→ **Cosa fare**
Restituisci parola per parola il passo dell'intervista che va da "F.: Mi ha incuriosito" fino a "su due piani." compreso.

→ **Testo dell'intervista**
F.: Ci sono diverse chiavi di lettura del titolo del nostro disco. Sicuramente una di queste è quella che ha dato Vittoria, e forse questo tempo trasfigurato è anche il tempo che chi come noi ha qualche decennio sulle spalle ha visto cambiare anche dal punto di vista sociale, dal punto di vista del progresso.

V.: Questi cambiamenti li avvertite anche dal punto di vista della scena musicale bolognese e, più in generale, italiana?

F.: Sì, forse anche da questo punto di vista. Diciamo che abbiamo fatto un disco fuori dal tempo sotto vari punti di vista, ispirato anche al nostro vissuto come musiciste e come esseri umani. Ne abbiamo viste tante, ciononostante desideriamo ancora esprimerci attraverso la musica.
“Suono” può essere inteso come sostantivo ma anche come verbo. Io suono, nonostante la trasfigurazione del mondo e di ciò che ci circonda. Nonostante tutto, sublimo quello che vivo e lo trasformo in un messaggio sonoro, in una vibrazione.

F.: Mi ha incuriosito il modo in cui avete utilizzato la voce, che di fatto risulta essere un terzo strumento. Come mai la scelta di utilizzarla in questa maniera, invece che scrivere testi veri e propri o fare un disco strumentale?

F.: Ti rispondo su due piani.

[Estratti da dati di annotazione a punti]
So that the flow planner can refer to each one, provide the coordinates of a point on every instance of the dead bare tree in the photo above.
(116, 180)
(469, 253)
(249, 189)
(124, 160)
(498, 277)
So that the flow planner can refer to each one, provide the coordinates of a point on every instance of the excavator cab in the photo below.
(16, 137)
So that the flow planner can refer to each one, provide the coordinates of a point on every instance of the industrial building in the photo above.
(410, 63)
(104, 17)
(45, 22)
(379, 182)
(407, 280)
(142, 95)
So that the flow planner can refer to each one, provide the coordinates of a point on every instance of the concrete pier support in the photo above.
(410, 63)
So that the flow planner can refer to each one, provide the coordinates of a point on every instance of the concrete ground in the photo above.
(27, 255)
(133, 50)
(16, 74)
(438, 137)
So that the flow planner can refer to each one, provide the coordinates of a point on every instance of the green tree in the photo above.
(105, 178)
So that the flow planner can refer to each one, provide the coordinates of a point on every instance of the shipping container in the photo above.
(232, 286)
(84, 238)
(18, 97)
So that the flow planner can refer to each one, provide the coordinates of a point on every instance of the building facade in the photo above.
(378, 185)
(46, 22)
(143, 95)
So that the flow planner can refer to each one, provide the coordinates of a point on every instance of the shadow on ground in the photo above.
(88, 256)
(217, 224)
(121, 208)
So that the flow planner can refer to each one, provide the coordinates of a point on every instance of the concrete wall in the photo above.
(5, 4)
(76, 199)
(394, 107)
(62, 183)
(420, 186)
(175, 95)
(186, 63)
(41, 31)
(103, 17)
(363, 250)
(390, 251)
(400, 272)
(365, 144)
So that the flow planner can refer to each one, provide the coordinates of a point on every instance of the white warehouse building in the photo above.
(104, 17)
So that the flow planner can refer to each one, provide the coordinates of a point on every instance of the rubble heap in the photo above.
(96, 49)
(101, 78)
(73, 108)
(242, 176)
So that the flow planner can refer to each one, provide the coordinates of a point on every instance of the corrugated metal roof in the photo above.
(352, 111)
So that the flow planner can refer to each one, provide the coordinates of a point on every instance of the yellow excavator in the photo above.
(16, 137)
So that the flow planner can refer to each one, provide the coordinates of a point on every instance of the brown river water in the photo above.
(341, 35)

→ **La risposta**
F.: Mi ha incuriosito il modo in cui avete utilizzato la voce, che di fatto risulta essere un terzo strumento. Come mai la scelta di utilizzarla in questa maniera, invece che scrivere testi veri e propri o fare un disco strumentale?

F.: Ti rispondo su due piani.